**学習テキスト**:
★ ★ ★ ★

あきる野市山田 ユニフローズ 液体分析装置「e‐HPLCことり」コンパクト、簡単操作
この装置を使えば、ふだん飲んでいるお茶やジュースなどの液体に含まれるビタミンC、カフェインなどの成分量を計測できる。自分で育てた野菜のビタミンC値を測って販売に役立てる農家や、川の汚れ具合を把握するために使われる例もあるという。
理科学機器・医療用分析装置を開発・製造するユニフローズ(あきる野市山田)が2019年に発売した液体分析装置「e-HPLCことり」。A4サイズの紙の上に3台が載るコンパクトさ(重量2・1㌔)とシンプルな操作性が売りだ。子どもたちの理科離れを防ぐため小中学校などの理科の授業で扱ってもらえるようにと、高精度な分析機能を必要最小限に集約。大学や研究機関で扱う液体分析装置の半分から4分の1程度に価格を抑えた。
「大きな装置を作る方がよっぽど楽でした」。創業者で「ことり」の開発者でもある森川秀行会長(79)は、完成までに2年を要した当時の苦労を振り返る。
同社は日本電子の技術者だった森川会長が1985年に創業した。主力製品は医療用分析装置に組み込むポンプ、バルブ、脱気装置など。独自の技術を磨き、脱気装置、送液用ポンプ装置などで国内外の複数の特許を取得している。東日本大震災を契機に2013年には宮崎県に工場を開設。事業継続計画(BCP)に基づき、供給責任を果たすために製造拠点を2カ所に拡充した。
昨年、会社を引き継いだのが、宮崎工場を立ち上げた内山章社長(60)。44歳で入社し、製品開発に携わるうちに「自分たちが分析装置の心臓部を作っている」との自負心が強くなった。主力製品をさらに伸ばしつつ、将来的には自身の専門である農林学系の分野に進出してみたいという。

★ ★ ★ ★

**課題**: 学習テキストによると、ユニフローズが宮崎県に工場を開設したのは何年か。

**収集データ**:
★ ★ ★ ★

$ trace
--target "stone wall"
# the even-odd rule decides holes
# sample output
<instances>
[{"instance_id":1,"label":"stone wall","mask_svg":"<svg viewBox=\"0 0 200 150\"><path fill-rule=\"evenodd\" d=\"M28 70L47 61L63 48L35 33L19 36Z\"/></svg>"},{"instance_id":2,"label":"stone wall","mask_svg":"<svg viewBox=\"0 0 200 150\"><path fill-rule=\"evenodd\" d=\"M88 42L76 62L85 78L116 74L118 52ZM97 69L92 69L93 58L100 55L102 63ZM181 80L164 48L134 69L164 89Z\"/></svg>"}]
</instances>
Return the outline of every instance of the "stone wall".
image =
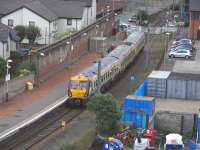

★ ★ ★ ★

**解答**: 2013年。